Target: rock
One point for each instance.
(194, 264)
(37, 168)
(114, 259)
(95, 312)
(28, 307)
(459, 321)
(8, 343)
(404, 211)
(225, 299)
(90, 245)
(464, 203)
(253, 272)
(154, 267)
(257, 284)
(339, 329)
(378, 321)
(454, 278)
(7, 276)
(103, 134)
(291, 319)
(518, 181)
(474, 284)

^^^^^^^^

[Written instruction]
Convert the items above into a numbered list, omitting any blank lines.

[Task response]
1. Target: rock
2. One point for each instance.
3. (194, 264)
4. (37, 168)
5. (114, 259)
6. (95, 312)
7. (28, 307)
8. (459, 321)
9. (8, 343)
10. (404, 211)
11. (225, 299)
12. (90, 245)
13. (464, 203)
14. (253, 272)
15. (154, 267)
16. (257, 284)
17. (339, 329)
18. (378, 321)
19. (454, 278)
20. (7, 276)
21. (103, 134)
22. (291, 319)
23. (518, 181)
24. (474, 284)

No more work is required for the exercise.